Pular para o conteúdo principal

'Jam session', o melhor DVD de Alcione


Lançados em outubro deste ano, o CD e o DVD ‘Jam session’ fazem parte do projeto ‘Duas faces’ concebido para comemorar os 40 anos de carreira de Alcione que inclui ainda o CD e o DVD ‘Ao vivo na Mangueira’, com lançamento previsto para janeiro de 2012. Primeiro produto do selo da artista, Marrom Music, distribuído pela gravadora Biscoito Fino, ‘Jam session’ reúne companheiros de ofício em belos duetos, canções de sotaques internacionais, lados B da discografia da cantora, além de inéditas em sua voz.
Acompanhada por Alexandre Menezes (teclados), Alvinho Santos (violão), Ricardo Cordeiro (baixo), Paulo Bogato (bateria), Luizão Ramos (sax/ flauta), Edmílson Nazareth (percussão) e Edson Santana (cavaquinho/ bandolim) – a Banda do Sol – Alcione registrou as 18 faixas em sua própria residência em sessões (quase) informais. O resultado é um DVD primoroso, o melhor já feito pela cantora, que não poupa talento, exibindo a potente voz em grande forma, valorizando cada canção.
Gravada originalmente no álbum ‘Emoções reais’ (1990), ‘Duas faces’ (Altay Veloso), música que dá nome ao projeto, reaparece em registro sedutor embalado pelo arranjo de Alexandre Menezes. Ela recupera ‘O sono dos justos’ (Marcio Proença/ Rodrigo Sestrem), samba de boa cepa indevidamente ignorado no CD ‘Acesa’ (2009) e esbanja suingue e musicalidade em ‘Mesa de bar’ (Gonzaguinha), pérola de ‘Fogo da vida’ (1985).
Desde a arrebatadora versão de ‘Tanto que aprendi de amor’, no disco ‘Promessa’ (1991), Alcione vem gravando com brilho composições de Fátima Guedes. ‘Passional’ vem juntar-se à lista da qual fazem parte ‘Sete véus’ (‘Tempo de guarnicê’, 1996) e ‘Condenados’ (‘Ao vivo’, 2002). E faz pensar que a cantora poderia gravar um disco só com músicas de Fátima Guedes.
Boa surpresa é a inclusão de ‘Quem já esteve só’, parceria de Ivor Lancellotti e Paulo César Pinheiro lançada no obscuro CD de estreia da cantora Beth Nazar, ‘Dia a dia’ (2000). Quem já esteve só/ sabe o desânimo que a noite traz/ Ouve o barulho que o relógio faz/ tornando a solidão muito maior”, dizem os densos versos que encontraram na voz grave e passional de Alcione a intérprete perfeita.
******
Tarefas e exercícios:
(a) Resuma em forma de lista o parágrafo da resenha sobre o DVD de Alcione que começa com "Acompanhada por Alexandre Menezes", mantendo os fatos principais.
(b) Continue a resenha sobre o DVD de Alcione a partir do ponto em que ela termina.
As linhas abaixo vêm de outra fonte.

Registros rotulados de formas:
******
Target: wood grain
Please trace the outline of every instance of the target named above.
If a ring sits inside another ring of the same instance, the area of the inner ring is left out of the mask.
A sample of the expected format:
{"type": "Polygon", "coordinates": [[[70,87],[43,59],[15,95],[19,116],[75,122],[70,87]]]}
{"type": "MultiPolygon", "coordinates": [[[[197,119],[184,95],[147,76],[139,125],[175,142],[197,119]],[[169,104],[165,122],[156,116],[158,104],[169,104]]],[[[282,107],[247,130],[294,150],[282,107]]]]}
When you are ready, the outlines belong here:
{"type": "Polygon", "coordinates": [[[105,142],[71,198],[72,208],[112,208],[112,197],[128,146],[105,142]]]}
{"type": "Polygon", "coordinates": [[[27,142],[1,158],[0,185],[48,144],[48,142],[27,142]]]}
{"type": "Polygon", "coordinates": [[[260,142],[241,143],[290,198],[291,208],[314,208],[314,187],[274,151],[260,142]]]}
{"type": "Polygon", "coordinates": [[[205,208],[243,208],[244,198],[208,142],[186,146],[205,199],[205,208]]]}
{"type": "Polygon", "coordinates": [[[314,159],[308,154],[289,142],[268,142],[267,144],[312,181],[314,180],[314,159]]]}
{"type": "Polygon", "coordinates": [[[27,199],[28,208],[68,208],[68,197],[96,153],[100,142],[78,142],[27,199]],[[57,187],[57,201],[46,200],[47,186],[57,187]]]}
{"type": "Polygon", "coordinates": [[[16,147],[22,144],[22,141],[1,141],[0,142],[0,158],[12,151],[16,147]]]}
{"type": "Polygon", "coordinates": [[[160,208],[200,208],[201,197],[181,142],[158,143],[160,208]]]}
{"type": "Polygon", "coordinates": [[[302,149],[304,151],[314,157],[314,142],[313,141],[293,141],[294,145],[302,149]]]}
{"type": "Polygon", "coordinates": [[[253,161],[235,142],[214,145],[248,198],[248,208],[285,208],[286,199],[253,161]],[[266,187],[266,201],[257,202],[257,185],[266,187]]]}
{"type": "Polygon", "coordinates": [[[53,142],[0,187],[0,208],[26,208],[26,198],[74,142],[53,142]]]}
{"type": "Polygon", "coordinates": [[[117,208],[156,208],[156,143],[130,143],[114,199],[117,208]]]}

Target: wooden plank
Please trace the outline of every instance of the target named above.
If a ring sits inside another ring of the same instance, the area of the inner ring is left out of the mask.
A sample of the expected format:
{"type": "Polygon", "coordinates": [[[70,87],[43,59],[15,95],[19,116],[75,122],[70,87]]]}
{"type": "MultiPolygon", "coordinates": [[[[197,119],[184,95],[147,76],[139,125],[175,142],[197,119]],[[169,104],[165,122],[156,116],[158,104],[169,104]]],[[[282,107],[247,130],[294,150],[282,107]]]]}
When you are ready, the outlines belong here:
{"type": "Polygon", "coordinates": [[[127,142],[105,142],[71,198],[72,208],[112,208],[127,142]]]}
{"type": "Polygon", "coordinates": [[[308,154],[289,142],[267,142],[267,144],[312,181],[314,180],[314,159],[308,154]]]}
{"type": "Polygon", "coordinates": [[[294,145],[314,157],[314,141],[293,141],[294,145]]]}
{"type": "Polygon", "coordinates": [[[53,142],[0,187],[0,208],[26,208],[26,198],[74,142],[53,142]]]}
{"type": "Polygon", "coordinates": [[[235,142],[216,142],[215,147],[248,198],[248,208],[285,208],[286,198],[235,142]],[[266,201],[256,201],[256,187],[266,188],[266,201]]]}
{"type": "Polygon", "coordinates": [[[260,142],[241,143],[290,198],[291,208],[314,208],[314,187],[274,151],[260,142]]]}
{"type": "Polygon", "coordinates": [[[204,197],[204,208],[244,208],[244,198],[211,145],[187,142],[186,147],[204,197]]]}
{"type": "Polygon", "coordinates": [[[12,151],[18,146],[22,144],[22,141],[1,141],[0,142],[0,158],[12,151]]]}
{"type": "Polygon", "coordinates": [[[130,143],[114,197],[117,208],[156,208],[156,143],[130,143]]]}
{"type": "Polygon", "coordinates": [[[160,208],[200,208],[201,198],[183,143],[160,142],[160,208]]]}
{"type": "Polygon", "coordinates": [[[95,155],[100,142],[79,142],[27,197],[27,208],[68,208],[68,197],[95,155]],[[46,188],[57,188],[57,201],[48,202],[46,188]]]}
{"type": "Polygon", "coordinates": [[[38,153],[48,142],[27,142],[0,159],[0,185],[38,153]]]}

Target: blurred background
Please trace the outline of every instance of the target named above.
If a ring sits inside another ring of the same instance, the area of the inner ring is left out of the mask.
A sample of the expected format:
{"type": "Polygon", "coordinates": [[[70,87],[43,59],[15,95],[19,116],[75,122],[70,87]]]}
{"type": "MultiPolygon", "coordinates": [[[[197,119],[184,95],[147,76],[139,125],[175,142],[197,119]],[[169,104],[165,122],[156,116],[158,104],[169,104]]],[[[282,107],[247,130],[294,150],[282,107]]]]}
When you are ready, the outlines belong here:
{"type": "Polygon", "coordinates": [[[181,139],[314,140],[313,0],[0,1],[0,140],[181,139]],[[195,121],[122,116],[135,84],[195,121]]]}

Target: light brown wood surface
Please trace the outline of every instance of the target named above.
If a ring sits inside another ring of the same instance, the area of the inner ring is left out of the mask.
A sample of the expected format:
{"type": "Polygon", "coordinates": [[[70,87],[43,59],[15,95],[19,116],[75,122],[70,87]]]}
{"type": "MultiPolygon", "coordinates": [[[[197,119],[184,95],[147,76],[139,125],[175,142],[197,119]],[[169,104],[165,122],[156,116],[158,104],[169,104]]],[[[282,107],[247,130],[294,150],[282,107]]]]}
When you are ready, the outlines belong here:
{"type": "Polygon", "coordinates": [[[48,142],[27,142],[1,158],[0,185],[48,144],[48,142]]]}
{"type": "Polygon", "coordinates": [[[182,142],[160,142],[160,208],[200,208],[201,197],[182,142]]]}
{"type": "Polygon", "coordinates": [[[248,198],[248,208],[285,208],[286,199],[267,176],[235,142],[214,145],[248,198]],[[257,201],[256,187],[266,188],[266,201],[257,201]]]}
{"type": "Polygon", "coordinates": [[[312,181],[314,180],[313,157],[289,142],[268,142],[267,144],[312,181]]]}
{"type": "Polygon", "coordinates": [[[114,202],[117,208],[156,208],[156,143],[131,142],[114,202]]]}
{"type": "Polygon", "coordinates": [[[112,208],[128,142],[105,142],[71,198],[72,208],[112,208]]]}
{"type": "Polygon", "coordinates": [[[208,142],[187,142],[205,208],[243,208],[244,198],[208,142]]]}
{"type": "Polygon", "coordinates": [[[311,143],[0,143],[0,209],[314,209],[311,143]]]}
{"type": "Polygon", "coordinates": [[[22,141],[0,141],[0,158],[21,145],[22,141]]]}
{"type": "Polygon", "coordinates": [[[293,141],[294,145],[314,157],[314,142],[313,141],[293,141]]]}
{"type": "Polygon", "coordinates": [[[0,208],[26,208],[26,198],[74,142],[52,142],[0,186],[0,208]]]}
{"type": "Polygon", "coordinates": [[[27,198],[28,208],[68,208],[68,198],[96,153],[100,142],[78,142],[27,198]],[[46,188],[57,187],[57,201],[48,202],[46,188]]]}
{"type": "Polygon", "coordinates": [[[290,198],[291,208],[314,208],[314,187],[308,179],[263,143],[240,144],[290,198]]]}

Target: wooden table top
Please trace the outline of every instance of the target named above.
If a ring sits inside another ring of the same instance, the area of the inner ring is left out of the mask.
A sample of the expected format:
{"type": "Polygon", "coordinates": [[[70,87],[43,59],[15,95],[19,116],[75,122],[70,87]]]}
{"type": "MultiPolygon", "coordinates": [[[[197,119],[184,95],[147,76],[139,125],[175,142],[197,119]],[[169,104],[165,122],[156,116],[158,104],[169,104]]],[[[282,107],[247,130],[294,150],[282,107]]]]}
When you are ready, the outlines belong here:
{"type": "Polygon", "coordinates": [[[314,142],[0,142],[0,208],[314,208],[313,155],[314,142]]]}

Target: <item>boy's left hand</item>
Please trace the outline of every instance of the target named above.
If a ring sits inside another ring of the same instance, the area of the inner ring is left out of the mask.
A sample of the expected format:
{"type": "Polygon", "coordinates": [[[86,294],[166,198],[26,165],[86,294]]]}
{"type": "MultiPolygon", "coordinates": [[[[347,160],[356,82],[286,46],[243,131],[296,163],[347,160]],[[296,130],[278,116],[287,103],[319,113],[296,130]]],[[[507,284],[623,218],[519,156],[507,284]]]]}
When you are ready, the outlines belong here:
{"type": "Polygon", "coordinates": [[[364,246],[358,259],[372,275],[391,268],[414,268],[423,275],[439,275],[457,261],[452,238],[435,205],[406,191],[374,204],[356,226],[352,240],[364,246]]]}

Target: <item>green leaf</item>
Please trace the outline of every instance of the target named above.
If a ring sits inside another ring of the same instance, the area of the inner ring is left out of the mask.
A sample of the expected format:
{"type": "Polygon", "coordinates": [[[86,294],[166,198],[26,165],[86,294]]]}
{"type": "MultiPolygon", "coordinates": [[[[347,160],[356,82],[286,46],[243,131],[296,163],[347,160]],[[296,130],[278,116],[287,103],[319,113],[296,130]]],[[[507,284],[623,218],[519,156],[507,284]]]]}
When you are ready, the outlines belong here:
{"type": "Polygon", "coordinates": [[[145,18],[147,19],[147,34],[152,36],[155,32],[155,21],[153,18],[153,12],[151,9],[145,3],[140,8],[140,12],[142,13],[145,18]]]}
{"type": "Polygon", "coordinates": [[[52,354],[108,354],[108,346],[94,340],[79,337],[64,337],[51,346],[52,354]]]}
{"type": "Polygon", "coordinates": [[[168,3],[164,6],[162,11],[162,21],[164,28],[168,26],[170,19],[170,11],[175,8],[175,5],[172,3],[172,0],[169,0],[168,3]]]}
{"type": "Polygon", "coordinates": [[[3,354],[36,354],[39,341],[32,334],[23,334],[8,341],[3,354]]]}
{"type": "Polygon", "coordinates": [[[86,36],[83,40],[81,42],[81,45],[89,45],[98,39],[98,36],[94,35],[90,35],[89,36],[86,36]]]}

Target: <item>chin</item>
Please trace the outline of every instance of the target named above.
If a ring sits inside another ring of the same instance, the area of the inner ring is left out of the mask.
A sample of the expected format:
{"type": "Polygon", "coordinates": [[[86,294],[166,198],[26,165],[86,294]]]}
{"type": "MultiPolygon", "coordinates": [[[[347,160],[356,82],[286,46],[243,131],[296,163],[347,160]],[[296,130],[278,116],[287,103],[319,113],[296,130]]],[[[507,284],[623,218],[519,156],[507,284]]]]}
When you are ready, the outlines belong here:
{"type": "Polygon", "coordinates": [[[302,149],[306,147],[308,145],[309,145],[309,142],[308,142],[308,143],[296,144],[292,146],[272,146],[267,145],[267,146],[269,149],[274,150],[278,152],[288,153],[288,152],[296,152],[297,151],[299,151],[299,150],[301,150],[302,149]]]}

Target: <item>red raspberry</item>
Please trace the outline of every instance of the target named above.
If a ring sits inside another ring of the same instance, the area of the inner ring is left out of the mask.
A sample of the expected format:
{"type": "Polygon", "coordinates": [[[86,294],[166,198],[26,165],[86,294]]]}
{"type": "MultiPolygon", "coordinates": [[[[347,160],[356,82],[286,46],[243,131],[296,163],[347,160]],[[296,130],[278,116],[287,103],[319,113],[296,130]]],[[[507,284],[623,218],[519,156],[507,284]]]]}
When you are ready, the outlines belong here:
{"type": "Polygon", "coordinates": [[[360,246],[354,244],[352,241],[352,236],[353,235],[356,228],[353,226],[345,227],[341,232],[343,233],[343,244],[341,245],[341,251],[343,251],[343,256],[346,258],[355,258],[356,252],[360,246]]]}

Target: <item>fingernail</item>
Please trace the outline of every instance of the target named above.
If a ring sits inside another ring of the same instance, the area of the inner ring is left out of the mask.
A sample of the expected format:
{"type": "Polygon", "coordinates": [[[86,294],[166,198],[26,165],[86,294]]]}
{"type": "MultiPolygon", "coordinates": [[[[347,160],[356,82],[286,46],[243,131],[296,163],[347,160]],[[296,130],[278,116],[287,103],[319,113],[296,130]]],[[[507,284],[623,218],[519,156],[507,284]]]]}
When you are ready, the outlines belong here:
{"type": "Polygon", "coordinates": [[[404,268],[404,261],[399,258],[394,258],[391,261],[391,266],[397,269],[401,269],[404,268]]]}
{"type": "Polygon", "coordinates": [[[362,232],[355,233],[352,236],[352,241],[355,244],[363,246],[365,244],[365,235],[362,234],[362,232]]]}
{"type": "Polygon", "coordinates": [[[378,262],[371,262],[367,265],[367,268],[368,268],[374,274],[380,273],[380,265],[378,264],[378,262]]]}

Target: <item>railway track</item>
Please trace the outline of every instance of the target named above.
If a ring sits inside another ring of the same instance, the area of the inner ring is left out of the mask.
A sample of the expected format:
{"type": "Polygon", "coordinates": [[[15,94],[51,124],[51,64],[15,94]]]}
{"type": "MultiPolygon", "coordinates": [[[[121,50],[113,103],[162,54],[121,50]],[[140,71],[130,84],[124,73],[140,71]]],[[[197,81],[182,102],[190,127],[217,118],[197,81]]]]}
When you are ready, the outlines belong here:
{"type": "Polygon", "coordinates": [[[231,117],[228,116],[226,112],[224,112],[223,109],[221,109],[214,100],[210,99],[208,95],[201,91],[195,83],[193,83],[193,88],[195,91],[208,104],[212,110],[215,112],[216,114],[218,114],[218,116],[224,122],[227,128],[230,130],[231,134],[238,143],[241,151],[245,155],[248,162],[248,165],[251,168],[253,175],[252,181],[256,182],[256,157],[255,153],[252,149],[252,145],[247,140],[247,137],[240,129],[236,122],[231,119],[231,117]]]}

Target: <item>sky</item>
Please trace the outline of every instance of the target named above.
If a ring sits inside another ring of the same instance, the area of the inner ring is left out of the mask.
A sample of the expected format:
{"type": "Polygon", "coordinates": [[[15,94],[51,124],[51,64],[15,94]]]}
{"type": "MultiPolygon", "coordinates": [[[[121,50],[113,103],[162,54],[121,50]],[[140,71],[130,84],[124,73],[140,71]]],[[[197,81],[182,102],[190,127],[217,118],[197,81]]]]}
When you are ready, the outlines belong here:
******
Respostas abaixo:
(a)
- Banda do Sol: Alexandre Menezes (teclados), Alvinho Santos (violão), Ricardo Cordeiro (baixo), Paulo Bogato (bateria), Luizão Ramos (sax/flauta), Edmílson Nazareth (percussão) e Edson Santana (cavaquinho/bandolim)
- Gravação: 18 faixas na casa de Alcione, em sessões quase informais
- Resultado: um DVD primoroso, o melhor da cantora, com a voz potente em grande forma valorizando cada canção

(b)
Passionalidade que faz parte da tradição do canto feminino na música brasileira e que tem em Ângela Maria um de seus ícones. Os vibratos da Sapoti reverberam – em maior ou menor intensidade – no canto de estrelas como Fafá de Belém e Alcione, que foi buscar no repertório da veterana diva a bela ‘Rua sem sol’ (Mário Lago/ Henrique Gandelman). Em sua carreira Marrom atualizou os personagens sofridos, ainda que providos de alguma malícia, cantados por Ângela, dando prosseguimento à mitologia das (populares) cantoras do rádio. Ainda neste universo, ‘Até as lágrimas’ (Benil Santos/ Raul Sampaio), samba-canção lançado por Elizeth Cardoso em 1964, ganha versão à altura de sua intérprete original, outra influência assumida por Alcione.
As belas Comme Ils Disent’, sucesso de Charles Aznavour em 1972, ‘Passione eterna’, hit do cantor italiano Mario Merola, e ‘Todavia’, de Armando Manzanero atestam a categoria da grande cantora que expressa sua emoção independentemente do idioma. Mas é na versão de ‘Estate’ que Alcione soa arrasadora. O bolero italiano entra em ebulição, se distanciando da clássica versão bossanovística de João Gilberto.
Os duetos mantêm elevado o nível do registro audiovisual. Maria Bethânia exibe a categoria habitual em ‘Sem mais adeus’ (Francis Hime/ Vinicius de Moraes), relembrando os encontros com Alcione que vem acontecendo desde ‘O meu amor’ (Chico Buarque) em ‘Álibi’ (1978). Cada vez mais refinado, Emílio Santiago valoriza, ao lado da Marrom, a letra menos inspirada de ’40 anos’ (Altay Veloso/ Paulo César Feital). O encontro com Djavan soa simpático e harmonioso, embora ‘Capim’ (Djavan) pudesse ser mais estudada pela cantora – nada que tire o brilho do dueto. Irresistíveis são os números com um inusitado Lenine (‘Evolução’, João Cavalcante de Albuquerque) e com Martinho da Vila (‘Ilha de maré’, Walmir Lima e Lupa/ ‘Ciranda de roda’, Martinho da Vila).
Propositadamente deixei para comentar no final o grande momento de ‘Jam session’: o dueto de Alcione e Áurea Martins. A tarimbada cantora que fez seu nome nos palcos da noite carioca dá uma emocionante interpretação ao samba-canção ‘Pela rua’ (Dolores Duran/ J. Ribamar), ao lado de Alcione.  Reconhecida por sua generosidade, a estrela maranhense brilha ainda mais ao jogar luz sobre a colega dos primeiros anos de carreira.
Alterando vários estilos musicais presentes em sua vitoriosa trajetória, ‘Jam session’ expõe não uma ou duas, mas muitas faces de Alcione.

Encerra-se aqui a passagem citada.